** begin Extracted records **

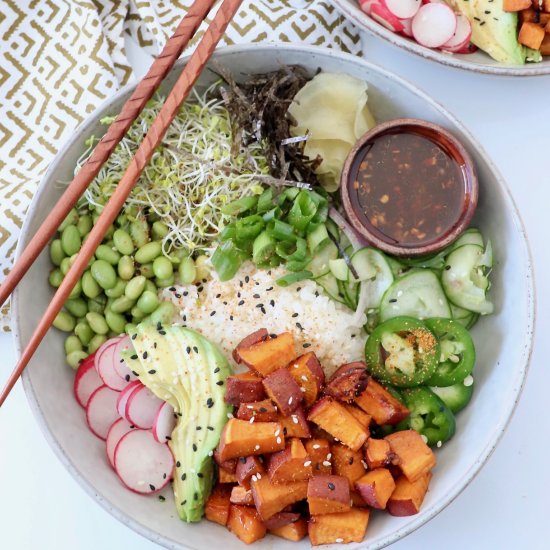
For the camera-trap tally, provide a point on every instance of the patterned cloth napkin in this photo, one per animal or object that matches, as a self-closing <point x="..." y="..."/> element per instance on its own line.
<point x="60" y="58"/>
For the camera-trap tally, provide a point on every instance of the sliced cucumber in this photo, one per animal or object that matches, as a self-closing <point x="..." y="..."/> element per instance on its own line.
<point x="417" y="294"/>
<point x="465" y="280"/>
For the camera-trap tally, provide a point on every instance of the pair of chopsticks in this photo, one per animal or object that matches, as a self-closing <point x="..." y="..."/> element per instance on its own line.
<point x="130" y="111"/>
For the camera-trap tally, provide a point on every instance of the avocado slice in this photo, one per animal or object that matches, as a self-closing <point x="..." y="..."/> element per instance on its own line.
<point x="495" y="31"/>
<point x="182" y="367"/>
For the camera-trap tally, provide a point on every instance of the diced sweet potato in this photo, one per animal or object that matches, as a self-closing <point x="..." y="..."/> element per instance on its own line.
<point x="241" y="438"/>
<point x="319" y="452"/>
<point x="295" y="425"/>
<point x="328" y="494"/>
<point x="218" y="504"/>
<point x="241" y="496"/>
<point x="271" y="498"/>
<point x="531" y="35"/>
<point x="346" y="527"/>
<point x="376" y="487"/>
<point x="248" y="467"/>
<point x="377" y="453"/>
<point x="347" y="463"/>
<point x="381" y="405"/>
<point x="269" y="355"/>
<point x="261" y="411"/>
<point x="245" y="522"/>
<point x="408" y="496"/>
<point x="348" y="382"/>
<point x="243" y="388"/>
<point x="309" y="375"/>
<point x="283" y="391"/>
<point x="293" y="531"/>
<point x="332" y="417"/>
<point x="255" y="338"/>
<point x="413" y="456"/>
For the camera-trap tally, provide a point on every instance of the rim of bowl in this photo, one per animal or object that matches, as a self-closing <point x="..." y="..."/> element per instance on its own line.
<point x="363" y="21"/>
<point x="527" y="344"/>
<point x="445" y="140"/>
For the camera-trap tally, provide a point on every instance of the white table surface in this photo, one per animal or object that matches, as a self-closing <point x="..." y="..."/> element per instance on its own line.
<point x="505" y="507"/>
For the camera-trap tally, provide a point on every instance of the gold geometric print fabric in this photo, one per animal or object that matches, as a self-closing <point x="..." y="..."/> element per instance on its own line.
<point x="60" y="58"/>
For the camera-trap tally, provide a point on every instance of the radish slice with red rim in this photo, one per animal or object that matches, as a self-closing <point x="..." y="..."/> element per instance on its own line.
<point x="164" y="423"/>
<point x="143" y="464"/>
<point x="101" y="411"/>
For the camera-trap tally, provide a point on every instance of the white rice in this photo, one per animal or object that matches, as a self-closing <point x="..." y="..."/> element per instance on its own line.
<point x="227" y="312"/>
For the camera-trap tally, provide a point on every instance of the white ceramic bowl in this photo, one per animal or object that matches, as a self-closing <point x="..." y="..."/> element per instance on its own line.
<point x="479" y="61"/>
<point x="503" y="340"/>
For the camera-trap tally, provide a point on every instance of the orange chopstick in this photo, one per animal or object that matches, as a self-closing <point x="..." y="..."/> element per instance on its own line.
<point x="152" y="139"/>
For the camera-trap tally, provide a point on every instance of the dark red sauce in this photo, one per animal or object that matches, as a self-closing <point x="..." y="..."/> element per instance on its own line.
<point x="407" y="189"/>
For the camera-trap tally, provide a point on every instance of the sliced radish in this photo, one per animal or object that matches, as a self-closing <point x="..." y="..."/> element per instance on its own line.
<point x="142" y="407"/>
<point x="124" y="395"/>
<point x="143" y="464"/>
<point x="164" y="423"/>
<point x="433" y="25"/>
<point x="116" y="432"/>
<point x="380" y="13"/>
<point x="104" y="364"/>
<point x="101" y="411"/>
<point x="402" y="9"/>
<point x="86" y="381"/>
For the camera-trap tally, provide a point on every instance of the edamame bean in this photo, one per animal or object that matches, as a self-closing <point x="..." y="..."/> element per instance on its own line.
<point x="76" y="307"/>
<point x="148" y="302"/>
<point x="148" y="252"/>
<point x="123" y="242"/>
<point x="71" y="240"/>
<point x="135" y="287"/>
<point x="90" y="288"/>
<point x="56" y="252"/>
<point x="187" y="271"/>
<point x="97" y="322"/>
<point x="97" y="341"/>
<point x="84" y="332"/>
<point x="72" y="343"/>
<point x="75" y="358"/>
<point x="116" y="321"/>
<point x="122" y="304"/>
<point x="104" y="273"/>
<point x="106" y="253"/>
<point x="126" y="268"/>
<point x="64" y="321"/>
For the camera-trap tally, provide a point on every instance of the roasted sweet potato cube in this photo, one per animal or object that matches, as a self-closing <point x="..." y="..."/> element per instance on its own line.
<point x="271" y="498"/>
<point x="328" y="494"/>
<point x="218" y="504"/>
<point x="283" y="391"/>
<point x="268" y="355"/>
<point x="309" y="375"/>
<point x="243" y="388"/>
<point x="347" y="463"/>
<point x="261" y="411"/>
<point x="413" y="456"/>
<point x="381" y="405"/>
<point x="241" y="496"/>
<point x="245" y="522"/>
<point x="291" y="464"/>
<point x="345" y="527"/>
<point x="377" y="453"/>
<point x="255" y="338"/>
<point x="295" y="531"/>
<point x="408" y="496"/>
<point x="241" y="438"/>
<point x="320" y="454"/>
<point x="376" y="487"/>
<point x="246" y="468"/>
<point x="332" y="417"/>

** end Extracted records **

_Task brief:_ Reproduce the full material exactly, excluding the pictures.

_Expected answer:_
For the camera-trap tally, provide a point on every instance of the patterned cloth napkin in this photo, one per animal or object that matches, as a self-closing <point x="..." y="..."/> element per instance on its own line.
<point x="60" y="58"/>
For the camera-trap tally, provide a point on every instance of the sliced cucumber in this photo, one per animal or object that matches, as a self-closing <point x="..." y="..."/> element per instance on its own line.
<point x="417" y="294"/>
<point x="465" y="280"/>
For the camera-trap tally, provide a point on every instance of the pair of chopsticks in this photo, one per animal or object that matches, as a self-closing <point x="..." y="..."/> element per instance on its own line.
<point x="130" y="111"/>
For the camera-trap tally, provide a point on every instance of the avocado slice in this photo, one per animal or object that matches, as a self-closing <point x="..." y="..."/> element per instance on its own line.
<point x="495" y="31"/>
<point x="182" y="367"/>
For the camera-trap tally, provide a point on every instance of the diced sweet potato in this photo, one per animal or object that matches, as a self-closing <point x="..." y="..."/> element per instance on its own line.
<point x="241" y="438"/>
<point x="319" y="452"/>
<point x="295" y="425"/>
<point x="328" y="494"/>
<point x="218" y="504"/>
<point x="241" y="496"/>
<point x="271" y="498"/>
<point x="531" y="35"/>
<point x="346" y="527"/>
<point x="376" y="487"/>
<point x="248" y="467"/>
<point x="377" y="453"/>
<point x="347" y="463"/>
<point x="381" y="405"/>
<point x="269" y="355"/>
<point x="261" y="411"/>
<point x="245" y="522"/>
<point x="408" y="496"/>
<point x="348" y="382"/>
<point x="243" y="388"/>
<point x="309" y="375"/>
<point x="283" y="391"/>
<point x="293" y="531"/>
<point x="332" y="417"/>
<point x="255" y="338"/>
<point x="413" y="456"/>
For the camera-trap tally, provide a point on every instance of the rim of bowl in this photo, one per animal or object that matches, as a self-closing <point x="..." y="..."/> element per instance on its own line.
<point x="363" y="21"/>
<point x="527" y="344"/>
<point x="445" y="140"/>
For the camera-trap tally, provide a point on every instance of the white table surface in this photo, one per animal or object that matches, as a self-closing <point x="..." y="..."/> element per instance on its own line.
<point x="505" y="507"/>
For the camera-trap tally, provide a point on every instance of the gold geometric print fabric in this photo, one per animal or object that matches, as a self-closing <point x="..." y="..."/> element per instance on its own line.
<point x="60" y="58"/>
For the camera-trap tally, provide a point on every instance of the radish slice with red rim in this photo, one per animal or object that matches, as a self-closing <point x="..." y="..."/> element per instance on its own line.
<point x="164" y="423"/>
<point x="143" y="464"/>
<point x="101" y="411"/>
For the camera-trap tally, provide a point on every instance of the white rice in this photo, one per animal or object that matches, as a self-closing <point x="..." y="..."/> element per instance on its own line.
<point x="227" y="312"/>
For the camera-trap tally, provide a point on every instance of the white ceramic bowl in this photo, one per animal or object that matches, as a self-closing <point x="..." y="..."/> element per instance on its own line.
<point x="479" y="61"/>
<point x="503" y="340"/>
For the camera-trap tally, provide a point on every instance of the orange chopstick in this photo, one per animal or object that matches, as a self-closing <point x="..." y="..."/> element per instance on its own line.
<point x="152" y="139"/>
For the camera-trap tally, provide a point on every instance of the dark red sauce in this photo, one per animal or object that matches, as a self-closing <point x="..." y="..."/> element per instance on its own line.
<point x="407" y="189"/>
For the camera-trap tally, provide a point on every instance of the sliced radish in this photo, one per animal or object that matches, as a self-closing <point x="..." y="..."/> element per instance on its own line.
<point x="142" y="407"/>
<point x="124" y="395"/>
<point x="143" y="464"/>
<point x="164" y="423"/>
<point x="433" y="25"/>
<point x="116" y="432"/>
<point x="380" y="13"/>
<point x="104" y="364"/>
<point x="101" y="411"/>
<point x="402" y="9"/>
<point x="86" y="381"/>
For the camera-trap tally, provide a point on every instance of the edamame bean in this photo, one per animal or object that matches, as a self-closing <point x="..." y="..."/> element per instance on its own line.
<point x="76" y="307"/>
<point x="148" y="302"/>
<point x="148" y="252"/>
<point x="123" y="242"/>
<point x="71" y="240"/>
<point x="135" y="287"/>
<point x="90" y="288"/>
<point x="56" y="252"/>
<point x="187" y="271"/>
<point x="97" y="322"/>
<point x="97" y="341"/>
<point x="84" y="332"/>
<point x="72" y="343"/>
<point x="75" y="358"/>
<point x="116" y="321"/>
<point x="122" y="304"/>
<point x="104" y="273"/>
<point x="106" y="253"/>
<point x="126" y="268"/>
<point x="64" y="321"/>
For the camera-trap tally, provide a point on every instance of the roasted sweet potato cube in this photo, one per animal or object that matches, as a self-closing <point x="..." y="..."/> element per instance on its own line.
<point x="271" y="498"/>
<point x="328" y="494"/>
<point x="218" y="504"/>
<point x="283" y="391"/>
<point x="268" y="355"/>
<point x="309" y="375"/>
<point x="243" y="388"/>
<point x="347" y="463"/>
<point x="261" y="411"/>
<point x="413" y="456"/>
<point x="381" y="405"/>
<point x="241" y="496"/>
<point x="245" y="522"/>
<point x="291" y="464"/>
<point x="345" y="527"/>
<point x="377" y="453"/>
<point x="255" y="338"/>
<point x="295" y="531"/>
<point x="408" y="496"/>
<point x="241" y="438"/>
<point x="320" y="454"/>
<point x="376" y="487"/>
<point x="246" y="468"/>
<point x="332" y="417"/>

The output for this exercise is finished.